Your objective: Please set down every line of the listing below, unchanged and in the same order.

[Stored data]
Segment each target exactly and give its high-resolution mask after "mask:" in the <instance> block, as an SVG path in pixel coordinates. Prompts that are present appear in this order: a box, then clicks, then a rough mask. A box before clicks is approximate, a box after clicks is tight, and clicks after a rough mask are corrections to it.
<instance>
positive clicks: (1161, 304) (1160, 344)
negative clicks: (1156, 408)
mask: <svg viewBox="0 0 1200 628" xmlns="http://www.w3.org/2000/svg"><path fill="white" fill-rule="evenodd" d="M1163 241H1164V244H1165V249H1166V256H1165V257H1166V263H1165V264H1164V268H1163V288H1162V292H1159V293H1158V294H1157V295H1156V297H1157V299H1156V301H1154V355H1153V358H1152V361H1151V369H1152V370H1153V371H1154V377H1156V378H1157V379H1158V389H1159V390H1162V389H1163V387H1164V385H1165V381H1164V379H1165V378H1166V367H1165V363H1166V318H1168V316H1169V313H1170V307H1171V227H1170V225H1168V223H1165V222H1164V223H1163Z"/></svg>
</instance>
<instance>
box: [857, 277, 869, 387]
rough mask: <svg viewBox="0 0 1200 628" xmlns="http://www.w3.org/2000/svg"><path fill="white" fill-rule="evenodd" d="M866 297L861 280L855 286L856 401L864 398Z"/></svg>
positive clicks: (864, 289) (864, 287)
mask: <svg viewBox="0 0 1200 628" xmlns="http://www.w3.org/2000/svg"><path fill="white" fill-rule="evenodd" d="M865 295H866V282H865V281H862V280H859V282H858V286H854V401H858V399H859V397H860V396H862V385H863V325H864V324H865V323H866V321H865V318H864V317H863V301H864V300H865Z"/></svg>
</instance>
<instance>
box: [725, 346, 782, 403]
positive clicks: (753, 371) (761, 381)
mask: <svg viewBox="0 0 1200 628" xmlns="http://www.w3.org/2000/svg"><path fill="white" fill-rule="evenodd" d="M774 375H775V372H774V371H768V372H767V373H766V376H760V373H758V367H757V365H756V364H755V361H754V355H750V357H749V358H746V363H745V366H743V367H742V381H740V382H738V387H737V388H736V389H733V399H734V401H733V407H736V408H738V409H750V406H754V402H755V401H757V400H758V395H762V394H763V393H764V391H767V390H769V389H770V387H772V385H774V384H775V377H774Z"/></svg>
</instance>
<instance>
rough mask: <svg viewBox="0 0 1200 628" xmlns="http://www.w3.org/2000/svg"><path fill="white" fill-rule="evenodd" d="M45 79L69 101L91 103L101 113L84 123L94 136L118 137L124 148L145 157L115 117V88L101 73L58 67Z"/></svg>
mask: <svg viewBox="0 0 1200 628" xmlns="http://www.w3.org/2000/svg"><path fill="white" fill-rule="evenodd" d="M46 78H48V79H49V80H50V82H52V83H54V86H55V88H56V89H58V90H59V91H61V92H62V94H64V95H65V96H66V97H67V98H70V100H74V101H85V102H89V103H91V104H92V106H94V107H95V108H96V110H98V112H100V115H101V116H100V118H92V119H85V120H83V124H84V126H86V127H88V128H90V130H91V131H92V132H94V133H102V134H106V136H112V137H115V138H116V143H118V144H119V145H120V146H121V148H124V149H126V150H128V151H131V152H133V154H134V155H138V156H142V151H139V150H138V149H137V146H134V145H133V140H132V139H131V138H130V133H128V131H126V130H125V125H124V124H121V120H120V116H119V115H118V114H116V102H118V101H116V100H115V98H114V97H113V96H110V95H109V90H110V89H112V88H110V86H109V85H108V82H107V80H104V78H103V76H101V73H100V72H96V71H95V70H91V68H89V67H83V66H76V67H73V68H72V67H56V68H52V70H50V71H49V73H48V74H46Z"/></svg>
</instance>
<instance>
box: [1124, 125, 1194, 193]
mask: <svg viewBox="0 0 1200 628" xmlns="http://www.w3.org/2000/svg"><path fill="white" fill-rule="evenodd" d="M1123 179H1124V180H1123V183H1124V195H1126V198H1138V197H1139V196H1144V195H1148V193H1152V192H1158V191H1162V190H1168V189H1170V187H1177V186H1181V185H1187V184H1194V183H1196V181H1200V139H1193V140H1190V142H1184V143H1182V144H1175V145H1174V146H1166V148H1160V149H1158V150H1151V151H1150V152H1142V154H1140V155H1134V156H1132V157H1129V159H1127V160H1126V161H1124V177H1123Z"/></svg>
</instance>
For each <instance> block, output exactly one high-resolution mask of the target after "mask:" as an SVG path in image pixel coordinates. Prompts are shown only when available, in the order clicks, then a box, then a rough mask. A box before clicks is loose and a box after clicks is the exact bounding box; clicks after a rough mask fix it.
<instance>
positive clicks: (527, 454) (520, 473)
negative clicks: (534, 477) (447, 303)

Answer box:
Segment each target exactly and give its high-resolution mask after "mask:" in the <instance> block, as an SVG path in pixel coordinates. Prompts that are present appear in this order: a box, then clicks, then a rough mask. A box before clicks is approximate, a box after clicks is tight, and clicks after a rough mask are corrections to it.
<instance>
positive clicks: (1161, 304) (1160, 344)
negative clicks: (1156, 408)
mask: <svg viewBox="0 0 1200 628" xmlns="http://www.w3.org/2000/svg"><path fill="white" fill-rule="evenodd" d="M1163 241H1164V244H1165V249H1166V256H1165V257H1166V263H1165V264H1164V268H1163V288H1162V292H1159V293H1158V294H1157V295H1156V297H1157V299H1156V301H1154V355H1153V358H1152V361H1151V369H1152V370H1153V371H1154V377H1156V378H1157V379H1158V389H1159V390H1162V389H1163V387H1164V385H1165V381H1164V379H1165V378H1166V367H1165V363H1166V318H1168V316H1169V313H1170V307H1171V227H1170V225H1168V223H1165V222H1164V223H1163Z"/></svg>
</instance>
<instance>
box: [857, 277, 869, 387]
rough mask: <svg viewBox="0 0 1200 628" xmlns="http://www.w3.org/2000/svg"><path fill="white" fill-rule="evenodd" d="M866 297L861 280L855 286L856 401L864 398Z"/></svg>
positive clicks: (864, 289) (864, 287)
mask: <svg viewBox="0 0 1200 628" xmlns="http://www.w3.org/2000/svg"><path fill="white" fill-rule="evenodd" d="M865 295H866V282H865V281H862V280H859V282H858V286H854V401H858V399H859V397H860V396H862V385H863V325H864V324H865V323H866V321H865V318H864V317H863V301H864V300H865Z"/></svg>
</instance>
<instance>
box: [725, 346, 782, 403]
positive clicks: (753, 371) (761, 381)
mask: <svg viewBox="0 0 1200 628" xmlns="http://www.w3.org/2000/svg"><path fill="white" fill-rule="evenodd" d="M774 375H775V372H774V371H768V372H767V373H766V376H760V373H758V367H757V365H756V364H755V361H754V355H750V357H749V358H746V363H745V366H743V367H742V381H740V382H738V387H737V388H736V389H733V399H734V401H733V407H736V408H738V409H750V406H754V402H755V401H757V400H758V395H762V394H763V393H764V391H767V390H769V389H770V387H772V385H774V384H775V377H774Z"/></svg>
</instance>
<instance>
rough mask: <svg viewBox="0 0 1200 628" xmlns="http://www.w3.org/2000/svg"><path fill="white" fill-rule="evenodd" d="M45 79L69 101L91 103L101 113L84 123L94 136L118 137L124 148L145 157L115 117V88L101 73L58 67Z"/></svg>
mask: <svg viewBox="0 0 1200 628" xmlns="http://www.w3.org/2000/svg"><path fill="white" fill-rule="evenodd" d="M46 78H48V79H49V80H50V82H52V83H54V86H55V88H56V89H58V90H59V91H61V92H62V94H64V95H65V96H66V97H67V98H70V100H74V101H85V102H89V103H91V104H92V106H94V107H95V108H96V110H98V112H100V115H101V116H100V118H92V119H85V120H83V124H84V126H86V127H88V128H90V130H91V131H92V132H94V133H102V134H106V136H112V137H115V138H116V143H118V144H119V145H120V146H121V148H124V149H126V150H128V151H131V152H133V154H134V155H138V156H142V151H139V150H138V149H137V146H134V145H133V140H132V139H131V138H130V133H128V131H126V130H125V125H124V124H121V120H120V116H119V115H118V114H116V102H118V101H116V100H115V98H114V97H113V96H110V95H109V90H110V89H112V88H110V86H109V85H108V82H107V80H104V78H103V76H101V73H100V72H96V71H95V70H91V68H89V67H83V66H76V67H73V68H72V67H56V68H52V70H50V71H49V73H48V74H46Z"/></svg>
</instance>
<instance>
box: [1124, 125, 1194, 193]
mask: <svg viewBox="0 0 1200 628" xmlns="http://www.w3.org/2000/svg"><path fill="white" fill-rule="evenodd" d="M1123 179H1124V180H1123V183H1124V195H1126V198H1138V197H1139V196H1144V195H1148V193H1152V192H1158V191H1162V190H1168V189H1170V187H1177V186H1181V185H1187V184H1194V183H1196V181H1200V139H1193V140H1190V142H1184V143H1182V144H1175V145H1174V146H1166V148H1160V149H1158V150H1151V151H1150V152H1142V154H1140V155H1134V156H1132V157H1129V159H1127V160H1126V161H1124V177H1123Z"/></svg>
</instance>
For each <instance> block, output exactly one high-resolution mask of the target after "mask:" as an SVG path in image pixel coordinates. Prompts are shown only when available, in the order clicks, then a box, then a rough mask. A box before clicks is loose and a box after clicks is the exact bounding box; clicks after a rough mask fix it.
<instance>
positive clicks: (527, 454) (520, 473)
negative clicks: (534, 477) (447, 303)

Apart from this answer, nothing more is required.